Selected extract:
=======

Re: We *really* need a development model change !

2001-12-27 Thread Andriy Palamarchuk

I looked at thread Perl/Wine extension for perusal
ran on February, 2001. Want to bring some information
from that thread to this discussion:

1) The discussion started from John Sturtz post, who
created the Perl module for Win32 functions.
Discussion what is better - C or Perl for unit testing
started later as I understand there was no conclusion.
Now I can assume that this topic was not discussed to
death and we can do it now ;-)

2) One of arguments about the tool choice was its
availability. 

Currently you are free to use one of a few commercial
compilers, free compiler lcc or gcc as part of Cygwin,
mingw packages.
One more problem - support for a few compilers
environment for C.
Perl is available as ActiveState and standard ports.

3) No existing unit tests frameworks were discussed.

4) There was a suggestion to use both - C and Perl
tests

5) Was defined that existing application should not be
run as part of unit test.

I think these are all points of that discussions,
which will be interesting for this discussion. Feel
free to correct me.


--- Andreas Mohr [EMAIL PROTECTED] wrote:
 On Thu, Dec 27, 2001 at 12:13:05PM -0800, Francois
 Gouget wrote:
   The big question is a tool to test GUI. I did
 not find
   any OS Windows GUI testing frameworks :-(
  
 Andreas has already replied and i agree with
 him. But I'll basically
  repeat what he said to give it more weight :-)

=======

Object location annotation data

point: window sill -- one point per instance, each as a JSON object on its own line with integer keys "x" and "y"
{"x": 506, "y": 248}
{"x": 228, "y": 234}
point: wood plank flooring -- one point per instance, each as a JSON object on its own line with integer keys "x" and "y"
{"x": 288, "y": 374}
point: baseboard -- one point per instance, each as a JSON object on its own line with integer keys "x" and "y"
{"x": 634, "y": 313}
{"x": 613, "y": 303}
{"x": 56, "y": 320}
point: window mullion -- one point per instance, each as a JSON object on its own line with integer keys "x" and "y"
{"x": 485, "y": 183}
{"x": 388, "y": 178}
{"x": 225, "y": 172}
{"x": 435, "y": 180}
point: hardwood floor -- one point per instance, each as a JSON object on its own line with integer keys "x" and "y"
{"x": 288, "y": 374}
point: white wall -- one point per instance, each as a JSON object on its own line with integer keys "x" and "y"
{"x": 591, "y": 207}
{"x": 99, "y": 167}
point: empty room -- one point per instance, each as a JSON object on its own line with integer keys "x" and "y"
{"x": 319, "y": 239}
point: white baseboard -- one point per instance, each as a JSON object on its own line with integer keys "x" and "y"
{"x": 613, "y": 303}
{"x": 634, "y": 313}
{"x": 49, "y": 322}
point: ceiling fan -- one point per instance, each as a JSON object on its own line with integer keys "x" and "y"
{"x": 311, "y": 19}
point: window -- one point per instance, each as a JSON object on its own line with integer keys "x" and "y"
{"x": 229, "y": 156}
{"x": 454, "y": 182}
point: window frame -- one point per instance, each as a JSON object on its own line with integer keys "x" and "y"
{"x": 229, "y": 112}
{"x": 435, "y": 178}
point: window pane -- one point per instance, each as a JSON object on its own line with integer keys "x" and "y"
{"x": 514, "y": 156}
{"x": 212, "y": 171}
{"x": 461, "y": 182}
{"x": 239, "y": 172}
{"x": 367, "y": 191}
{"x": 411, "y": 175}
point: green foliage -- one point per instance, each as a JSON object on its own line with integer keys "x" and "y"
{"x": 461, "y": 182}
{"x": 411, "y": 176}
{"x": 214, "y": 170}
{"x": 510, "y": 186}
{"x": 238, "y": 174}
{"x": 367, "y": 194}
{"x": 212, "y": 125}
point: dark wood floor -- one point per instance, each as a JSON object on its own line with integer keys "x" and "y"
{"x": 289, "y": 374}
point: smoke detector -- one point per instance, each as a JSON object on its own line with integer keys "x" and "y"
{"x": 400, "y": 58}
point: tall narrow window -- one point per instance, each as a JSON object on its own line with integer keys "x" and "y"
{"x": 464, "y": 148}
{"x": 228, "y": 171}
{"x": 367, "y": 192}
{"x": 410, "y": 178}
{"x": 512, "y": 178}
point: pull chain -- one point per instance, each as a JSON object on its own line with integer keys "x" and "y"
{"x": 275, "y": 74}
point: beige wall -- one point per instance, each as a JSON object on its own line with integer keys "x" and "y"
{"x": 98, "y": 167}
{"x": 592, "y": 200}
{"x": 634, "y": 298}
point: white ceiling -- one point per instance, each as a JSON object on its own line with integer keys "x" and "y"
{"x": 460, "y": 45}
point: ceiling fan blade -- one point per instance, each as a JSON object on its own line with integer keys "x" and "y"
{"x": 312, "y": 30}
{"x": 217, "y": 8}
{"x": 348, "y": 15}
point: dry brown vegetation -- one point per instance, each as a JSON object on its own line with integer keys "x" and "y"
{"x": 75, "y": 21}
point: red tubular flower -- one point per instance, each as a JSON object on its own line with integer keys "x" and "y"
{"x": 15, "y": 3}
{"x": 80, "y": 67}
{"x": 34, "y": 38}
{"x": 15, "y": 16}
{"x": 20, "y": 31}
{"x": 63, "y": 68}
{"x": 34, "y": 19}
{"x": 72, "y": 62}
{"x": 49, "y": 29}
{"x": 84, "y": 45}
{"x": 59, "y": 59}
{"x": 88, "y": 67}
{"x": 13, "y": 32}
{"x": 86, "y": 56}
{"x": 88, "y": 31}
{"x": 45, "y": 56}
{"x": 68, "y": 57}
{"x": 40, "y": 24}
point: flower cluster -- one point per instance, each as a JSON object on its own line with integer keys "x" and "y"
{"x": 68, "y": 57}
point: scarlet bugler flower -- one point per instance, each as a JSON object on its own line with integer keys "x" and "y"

=======

What to work on: Carry on the mailing-list post about unit testing for Wine from the point where it stops. The entries were taken from a separate source.

Final answer:
  
 GUI testing is not 'the big question'. It's
 irrelevant right now.

I'm convinced.

 In the meantime we should try to discuss more about
 what the test suite
 framework should look like, i.e. whether my approach
 is good/bad, what
 to possibly improve, what the output should look
 like and whether
 it's suitably parsable.

Results of preliminary review of the unit testing
frameworks. Some of these frameworks can run tests in
a separate address space and can report crashes!
Suprisingly I don't have too many options.

C frameworks:
1) Check. Problem - POSIX-based (under Windows needs
Cygwin).
2) CUnit. Problem - very simple, in development. I
think it is not worth trying.
3) cUnit. Problem - Linux only.
4) Autounit. Problem - POSIX-based
5) QMTest. Problem - needs Python.

C++ frameworks:
1) CPPUnit. Problem - in C++

Perl frameworks:
- there are quite a few Perl modules for testing on
CPAN, including port of JUnit to Perl.

Summary:
What do you think - which ones we still can use
despite the constraints? I'll review the chosen
frameworks more closely.

Perl modules are Ok and I can review them in detail if
we decide to go with Perl.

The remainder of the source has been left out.